### TEXT
|Year Released||1981||Commentary Tracks||None|
|Running Time||86:42 minutes||Other Extras||Deleted Scenes
Featurette - Imagining Heavy Metal (35:39)
Featurette - Original Feature-length Rough Cut (87:42)
Galleries - Artwork and Photographs
Columbia TriStar Home Video
|Starring||Vocal talents include:
|Pan & Scan/Full Frame||No||MPEG||None|
|Widescreen Aspect Ratio||1.78:1||Dolby Digital||5.1|
||Soundtrack Languages||English (Dolby Digital 5.1, 384 Kb/s)
French (Dolby Digital 2.0 , 192 Kb/s)
German (Dolby Digital 2.0 , 192 Kb/s)
Italian (Dolby Digital 2.0 , 192 Kb/s)
Spanish (Dolby Digital 2.0, 192 Kb/s)
|Theatrical Aspect Ratio||?1.85:1||
|Annoying Product Placement||No|
|Action In or After Credits||No|
Being blissfully unaware of the existence of this film, which apparently has for a long time been unavailable on home video due to licensing problems, I had no idea what to expect. Whilst I was at one time dimly aware of the Heavy Metal magazine, upon which this is based, I could not recall exactly what the magazine was about. The film Heavy Metal provided ample reminder! This is the sort of irreverence that one tends to associate with the National Lampoon banner and it is no surprise that the magazine is owned by that exalted icon. Coming as it did at the start of the Reaganist conservatism in the United States, this is a refreshing blast of political incorrectness that is sadly so missing from life today. And is it my imagination or is this the sort of thing that Japanese Anime aspires to but often falls short of?

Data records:
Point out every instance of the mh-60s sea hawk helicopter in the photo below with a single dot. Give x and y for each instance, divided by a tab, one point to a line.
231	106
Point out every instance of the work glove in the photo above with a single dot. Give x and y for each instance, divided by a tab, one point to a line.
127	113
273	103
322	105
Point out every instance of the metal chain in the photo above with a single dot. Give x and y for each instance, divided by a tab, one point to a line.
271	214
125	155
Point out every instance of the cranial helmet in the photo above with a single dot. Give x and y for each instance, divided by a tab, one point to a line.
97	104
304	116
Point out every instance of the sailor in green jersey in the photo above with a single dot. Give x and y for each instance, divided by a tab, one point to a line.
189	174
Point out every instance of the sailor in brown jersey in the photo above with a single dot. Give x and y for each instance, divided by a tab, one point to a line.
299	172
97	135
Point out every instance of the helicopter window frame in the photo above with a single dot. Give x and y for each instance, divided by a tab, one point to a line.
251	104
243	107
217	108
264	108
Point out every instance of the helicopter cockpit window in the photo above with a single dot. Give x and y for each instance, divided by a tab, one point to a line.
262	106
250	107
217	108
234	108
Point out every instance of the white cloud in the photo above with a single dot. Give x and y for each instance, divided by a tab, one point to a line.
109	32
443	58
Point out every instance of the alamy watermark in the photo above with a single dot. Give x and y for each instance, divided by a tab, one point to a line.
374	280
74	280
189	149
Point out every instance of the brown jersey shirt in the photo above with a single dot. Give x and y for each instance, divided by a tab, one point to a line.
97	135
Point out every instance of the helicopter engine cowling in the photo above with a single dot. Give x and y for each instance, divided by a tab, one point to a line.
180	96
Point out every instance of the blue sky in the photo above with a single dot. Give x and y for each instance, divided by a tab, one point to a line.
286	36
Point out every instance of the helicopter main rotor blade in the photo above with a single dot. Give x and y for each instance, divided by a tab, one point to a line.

### TASKS FOR THIS EXERCISE
A – Answer these questions using the Heavy Metal review:
(i) In what year was the film released?
(ii) How long is the featurette titled "Imagining Heavy Metal"?
(iii) What is the widescreen aspect ratio?
B – Extract every line of the records that contains the word "brown", matching case exactly.
The Heavy Metal review and the records have no connection to each other.

### SOLUTIONS BELOW
A –
(i) 1981
(ii) 35:39
(iii) 1.78:1

B –
Point out every instance of the sailor in brown jersey in the photo above with a single dot. Give x and y for each instance, divided by a tab, one point to a line.
Point out every instance of the brown jersey shirt in the photo above with a single dot. Give x and y for each instance, divided by a tab, one point to a line.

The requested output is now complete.